BRIEF
Only the lines from the one containing "Target: weathered wood" through the final line below belong in the output, copied exactly and without pictures.

EXERCISE INPUTS
=== Begin Enclosure ===
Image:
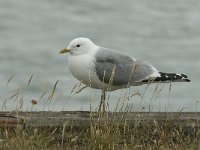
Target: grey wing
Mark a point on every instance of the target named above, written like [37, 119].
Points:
[118, 69]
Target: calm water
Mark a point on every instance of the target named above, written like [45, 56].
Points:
[165, 33]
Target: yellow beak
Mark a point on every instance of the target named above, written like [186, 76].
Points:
[65, 50]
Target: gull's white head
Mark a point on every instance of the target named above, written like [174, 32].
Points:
[79, 46]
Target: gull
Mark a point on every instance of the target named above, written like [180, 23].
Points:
[107, 69]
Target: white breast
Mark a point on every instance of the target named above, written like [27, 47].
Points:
[82, 68]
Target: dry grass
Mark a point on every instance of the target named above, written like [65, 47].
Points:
[100, 133]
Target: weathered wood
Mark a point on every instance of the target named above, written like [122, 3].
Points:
[77, 118]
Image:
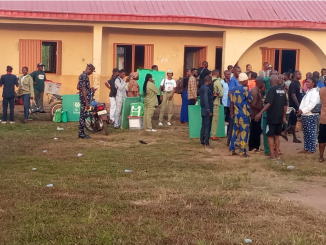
=== End Enclosure ===
RESULT
Target: weathered wood
Mark a point on every instance of the target named above, written like [122, 3].
Points:
[77, 118]
Image:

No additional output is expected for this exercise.